*EXERCISE 1*
Answer these questions from the advice text below on emotional abuse by parents:
(a) What does the text call the ultimate symptom of emotional abuse?
(b) Which reactions does the text describe as danger signals of deeper traumatic responses?
(c) In the first numbered step, what does the reader need to identify?
*EXERCISE 2*
According to the advice text below on emotional abuse by parents, why should the reader not feel guilty about how they react when the parents start the abuse?

*SOURCE TEXT*
Our society sends out such ultra critical messages about "feeling sorry for yourself" that people suffer with these feelings, bottling them up and criticizing themselves. They end up damaging themselves more. Well, letting yourself feel compassion for yourself (i.e., becoming your own parent) and letting yourself feel the feelings of sadness, of anger, even of self-loathing (sounds paradoxical, I know), is the must do step of getting through this and healing from it. I simply cannot recommend this step enough. It is life changing.
If you find that this is truly overwhelming to do or you feel yourself "shutdown" when you do it, or feel spaced out in someway, please seek out a therapist who can help you. These are danger signals of deeper traumatic responses.
In truth, what you are suffering from is the long-time after effects of trauma from emotional abuse. Self-loathing is the ultimate symptom.
As far as how to deal with your parents, you need to take control of the situation. Your parents are both narcissistic and are "feeding" off being able to still control you and diminish you as a child (it's probably an unconscious high for them - usually is for narcissistic people). You can actually put an end to this and do not need to cut them out of your life to do this.
1. You need to identify what they say that is abusive to you. Exactly. When does it start in the conversation? How does it make you feel? Be very descriptive.
2. Once you have done that, you have a choice based on what you have done in the past that has not worked. What I mean by this is what is your reaction to them when they start the abuse? Do you argue with them? Do get very upset and yell at them? Just let them insult you? Whatever your reaction, it is reinforcing their abusive behavior. Do not feel guilty about this. This is an unconscious pattern that has been set up over the years. Just become very aware your reactions.

Dataset items
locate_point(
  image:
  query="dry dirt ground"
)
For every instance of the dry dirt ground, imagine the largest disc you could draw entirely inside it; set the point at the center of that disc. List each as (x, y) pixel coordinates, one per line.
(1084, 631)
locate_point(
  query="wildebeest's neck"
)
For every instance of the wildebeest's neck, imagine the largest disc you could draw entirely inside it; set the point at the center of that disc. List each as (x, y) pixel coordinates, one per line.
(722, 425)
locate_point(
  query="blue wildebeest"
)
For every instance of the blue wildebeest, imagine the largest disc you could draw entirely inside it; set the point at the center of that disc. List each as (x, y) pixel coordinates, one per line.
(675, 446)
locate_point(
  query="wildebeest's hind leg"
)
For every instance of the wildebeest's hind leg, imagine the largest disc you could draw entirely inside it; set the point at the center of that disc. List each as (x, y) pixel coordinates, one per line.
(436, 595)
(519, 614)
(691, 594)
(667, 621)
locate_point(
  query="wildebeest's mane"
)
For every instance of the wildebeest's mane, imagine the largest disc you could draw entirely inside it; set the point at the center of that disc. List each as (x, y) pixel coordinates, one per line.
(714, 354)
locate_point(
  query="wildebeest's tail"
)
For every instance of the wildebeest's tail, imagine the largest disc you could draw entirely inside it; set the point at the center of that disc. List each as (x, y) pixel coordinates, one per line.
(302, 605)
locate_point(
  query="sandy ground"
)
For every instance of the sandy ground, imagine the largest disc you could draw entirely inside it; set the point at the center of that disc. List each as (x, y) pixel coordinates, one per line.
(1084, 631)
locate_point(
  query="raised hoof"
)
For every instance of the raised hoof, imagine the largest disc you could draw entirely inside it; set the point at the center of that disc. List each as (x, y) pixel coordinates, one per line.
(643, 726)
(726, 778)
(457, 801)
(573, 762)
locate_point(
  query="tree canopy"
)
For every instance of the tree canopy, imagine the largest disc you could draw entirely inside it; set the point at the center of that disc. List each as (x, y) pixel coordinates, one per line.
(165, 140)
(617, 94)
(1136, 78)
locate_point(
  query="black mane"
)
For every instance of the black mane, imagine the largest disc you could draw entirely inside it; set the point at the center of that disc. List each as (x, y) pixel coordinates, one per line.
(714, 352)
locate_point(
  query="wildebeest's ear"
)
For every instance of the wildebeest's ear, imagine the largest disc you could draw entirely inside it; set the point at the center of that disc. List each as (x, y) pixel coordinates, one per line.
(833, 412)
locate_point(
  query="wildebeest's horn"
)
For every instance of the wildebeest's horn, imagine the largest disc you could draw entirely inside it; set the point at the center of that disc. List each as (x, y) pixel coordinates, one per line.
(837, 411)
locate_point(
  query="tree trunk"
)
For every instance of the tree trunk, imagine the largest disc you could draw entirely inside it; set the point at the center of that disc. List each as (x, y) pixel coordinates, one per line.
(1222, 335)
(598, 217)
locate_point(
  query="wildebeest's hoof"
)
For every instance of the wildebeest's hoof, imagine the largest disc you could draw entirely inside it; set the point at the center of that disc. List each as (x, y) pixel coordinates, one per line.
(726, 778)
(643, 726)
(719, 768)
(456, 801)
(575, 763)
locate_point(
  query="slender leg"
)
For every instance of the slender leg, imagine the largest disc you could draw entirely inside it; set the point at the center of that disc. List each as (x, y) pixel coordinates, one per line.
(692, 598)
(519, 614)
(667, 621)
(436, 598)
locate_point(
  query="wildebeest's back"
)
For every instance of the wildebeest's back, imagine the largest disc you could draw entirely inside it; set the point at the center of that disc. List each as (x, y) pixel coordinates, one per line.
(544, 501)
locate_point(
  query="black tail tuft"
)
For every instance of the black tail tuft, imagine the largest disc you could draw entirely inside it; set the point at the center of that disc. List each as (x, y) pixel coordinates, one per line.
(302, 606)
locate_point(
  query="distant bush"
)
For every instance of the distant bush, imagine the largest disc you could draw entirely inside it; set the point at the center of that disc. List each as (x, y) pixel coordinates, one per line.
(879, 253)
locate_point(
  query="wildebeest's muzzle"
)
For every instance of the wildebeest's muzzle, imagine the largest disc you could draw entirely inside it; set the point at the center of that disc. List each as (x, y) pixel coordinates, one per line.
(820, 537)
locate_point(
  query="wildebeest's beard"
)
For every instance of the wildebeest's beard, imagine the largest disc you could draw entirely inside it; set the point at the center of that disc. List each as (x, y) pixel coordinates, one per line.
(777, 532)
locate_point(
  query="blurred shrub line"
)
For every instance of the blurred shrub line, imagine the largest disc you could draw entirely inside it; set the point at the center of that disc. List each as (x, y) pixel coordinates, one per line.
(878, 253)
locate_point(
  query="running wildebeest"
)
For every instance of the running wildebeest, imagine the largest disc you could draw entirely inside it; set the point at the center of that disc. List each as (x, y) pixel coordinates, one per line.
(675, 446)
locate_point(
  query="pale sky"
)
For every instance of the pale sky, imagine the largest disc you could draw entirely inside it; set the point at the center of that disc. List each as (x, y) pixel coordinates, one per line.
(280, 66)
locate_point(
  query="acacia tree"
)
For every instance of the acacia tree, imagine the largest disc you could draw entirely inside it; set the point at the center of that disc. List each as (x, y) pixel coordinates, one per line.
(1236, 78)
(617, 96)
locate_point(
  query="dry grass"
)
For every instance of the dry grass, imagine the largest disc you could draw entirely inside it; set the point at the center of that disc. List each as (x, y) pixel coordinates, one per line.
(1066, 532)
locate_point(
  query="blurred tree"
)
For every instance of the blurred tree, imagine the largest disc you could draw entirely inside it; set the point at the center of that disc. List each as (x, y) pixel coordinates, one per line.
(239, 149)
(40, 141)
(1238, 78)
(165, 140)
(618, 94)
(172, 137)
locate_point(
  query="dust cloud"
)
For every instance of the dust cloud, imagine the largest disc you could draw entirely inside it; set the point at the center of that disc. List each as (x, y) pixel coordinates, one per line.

*WRITTEN ANSWER 1*
(a) Self-loathing.
(b) Finding the step truly overwhelming, feeling "shutdown," or feeling spaced out in some way.
(c) What the parents say that is abusive to the reader.

*WRITTEN ANSWER 2*
The reader should not feel guilty because the reaction is an unconscious pattern that has been set up over the years.